Segmentation annotation records
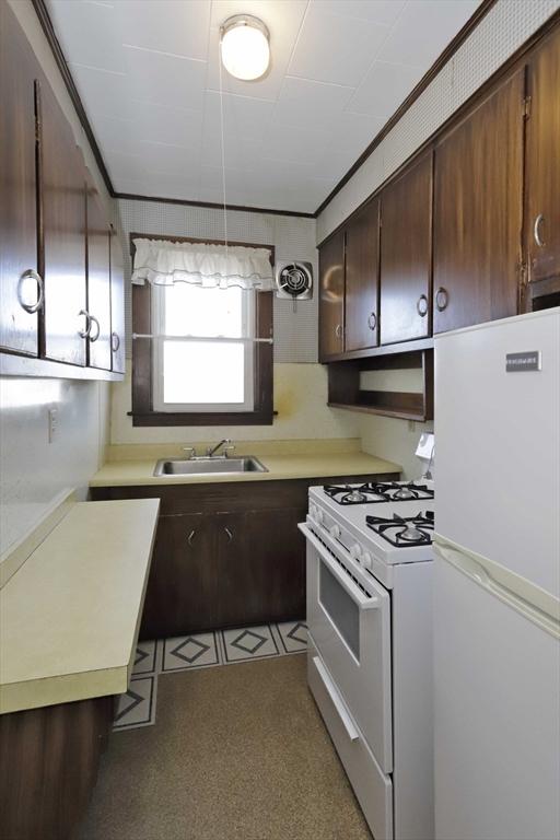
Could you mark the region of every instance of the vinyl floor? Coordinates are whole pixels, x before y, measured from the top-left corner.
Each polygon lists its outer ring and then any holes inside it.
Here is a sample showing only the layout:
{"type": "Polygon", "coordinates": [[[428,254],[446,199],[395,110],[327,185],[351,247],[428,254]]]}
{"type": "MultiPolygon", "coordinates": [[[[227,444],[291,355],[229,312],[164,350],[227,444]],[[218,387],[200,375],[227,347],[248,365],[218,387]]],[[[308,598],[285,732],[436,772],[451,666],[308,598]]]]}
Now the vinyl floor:
{"type": "Polygon", "coordinates": [[[79,840],[371,840],[295,654],[161,673],[109,739],[79,840]]]}

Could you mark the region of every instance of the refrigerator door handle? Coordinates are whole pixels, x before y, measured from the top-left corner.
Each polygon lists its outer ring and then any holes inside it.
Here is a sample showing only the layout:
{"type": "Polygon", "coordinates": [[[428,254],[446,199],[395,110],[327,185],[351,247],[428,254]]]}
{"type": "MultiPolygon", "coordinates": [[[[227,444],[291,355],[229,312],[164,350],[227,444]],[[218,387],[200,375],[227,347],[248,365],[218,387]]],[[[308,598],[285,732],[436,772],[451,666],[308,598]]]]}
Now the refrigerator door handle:
{"type": "Polygon", "coordinates": [[[448,542],[440,535],[434,537],[433,550],[436,557],[453,565],[488,593],[500,598],[502,603],[515,609],[516,612],[520,612],[541,630],[556,639],[560,639],[560,603],[558,598],[545,593],[520,575],[514,575],[502,567],[498,567],[491,560],[479,558],[467,549],[448,542]],[[494,574],[492,574],[492,567],[495,568],[497,573],[494,574]],[[515,588],[525,590],[525,594],[532,599],[529,600],[520,592],[515,592],[512,586],[509,586],[503,580],[506,575],[510,576],[515,588]],[[538,600],[538,606],[534,603],[535,600],[538,600]]]}

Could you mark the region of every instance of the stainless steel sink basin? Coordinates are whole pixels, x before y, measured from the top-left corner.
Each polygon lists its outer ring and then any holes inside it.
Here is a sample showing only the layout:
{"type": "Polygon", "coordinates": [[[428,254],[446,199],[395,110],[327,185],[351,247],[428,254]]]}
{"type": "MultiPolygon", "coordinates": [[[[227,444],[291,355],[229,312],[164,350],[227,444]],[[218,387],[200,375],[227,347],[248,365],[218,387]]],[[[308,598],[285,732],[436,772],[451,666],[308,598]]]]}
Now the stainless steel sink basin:
{"type": "Polygon", "coordinates": [[[194,458],[162,458],[155,465],[154,476],[208,476],[231,472],[268,472],[268,469],[254,455],[240,458],[194,457],[194,458]]]}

TASK REQUIREMENTS
Please convert the listing above into a JSON list of strings with one string per line. Omit blank lines and the pictures.

RESPONSE FOR THIS EXERCISE
[
  "Could you mark the region of every instance of the vinyl floor? Coordinates are whole pixels, x before y, measured from the top-left corner.",
  "Each polygon lists its outer ring and then any holes inside it.",
  "Here is a sample showing only the layout:",
  "{\"type\": \"Polygon\", \"coordinates\": [[[428,254],[446,199],[395,110],[327,185],[351,247],[428,254]]]}",
  "{\"type\": \"MultiPolygon\", \"coordinates\": [[[[227,444],[291,355],[229,312],[164,350],[227,444]],[[218,387],[200,375],[227,347],[248,365],[218,387]]],[[[308,598],[285,732],[436,772],[451,666],[308,598]]]]}",
  "Now the vinyl floor:",
  "{\"type\": \"Polygon\", \"coordinates\": [[[79,840],[371,840],[295,654],[161,673],[109,739],[79,840]]]}",
  "Could you mark the region of every instance of the refrigerator door handle? Coordinates are whole pixels, x before y, measured from the top-left corner.",
  "Each polygon lists its outer ring and then any holes inside it.",
  "Here is a sample showing only the layout:",
  "{\"type\": \"Polygon\", \"coordinates\": [[[428,254],[446,199],[395,110],[327,185],[351,247],[428,254]]]}",
  "{\"type\": \"MultiPolygon\", \"coordinates\": [[[[227,444],[291,355],[229,312],[164,350],[227,444]],[[218,387],[200,375],[227,347],[248,365],[218,387]]],[[[308,598],[285,732],[436,772],[451,666],[308,598]]]]}",
  "Now the refrigerator door handle:",
  "{\"type\": \"Polygon\", \"coordinates\": [[[448,542],[440,535],[434,537],[433,550],[436,557],[453,565],[488,593],[500,598],[502,603],[515,609],[516,612],[520,612],[541,630],[556,639],[560,639],[560,603],[558,598],[545,593],[520,575],[514,575],[502,567],[498,567],[491,560],[479,558],[467,549],[448,542]],[[494,574],[492,574],[492,567],[495,568],[497,573],[494,574]],[[515,588],[525,590],[525,594],[532,599],[529,600],[520,592],[515,592],[512,586],[509,586],[503,580],[506,575],[510,576],[515,588]],[[538,600],[538,606],[534,603],[535,600],[538,600]]]}",
  "Could you mark the region of every instance of the stainless steel sink basin? Coordinates are whole pixels, x before y, measured from the top-left corner.",
  "Each polygon lists its outer ring and then any holes inside it.",
  "Here is a sample showing only the layout:",
  "{\"type\": \"Polygon\", \"coordinates\": [[[428,254],[446,199],[395,110],[327,185],[351,247],[428,254]]]}",
  "{\"type\": \"MultiPolygon\", \"coordinates\": [[[[227,444],[291,355],[229,312],[164,350],[227,444]],[[218,387],[200,375],[227,347],[248,365],[218,387]]],[[[308,598],[285,732],[436,772],[451,666],[308,598]]]]}",
  "Now the stainless steel sink basin:",
  "{\"type\": \"Polygon\", \"coordinates\": [[[194,458],[162,458],[155,465],[154,476],[208,476],[231,472],[268,472],[268,469],[254,455],[240,458],[194,457],[194,458]]]}"
]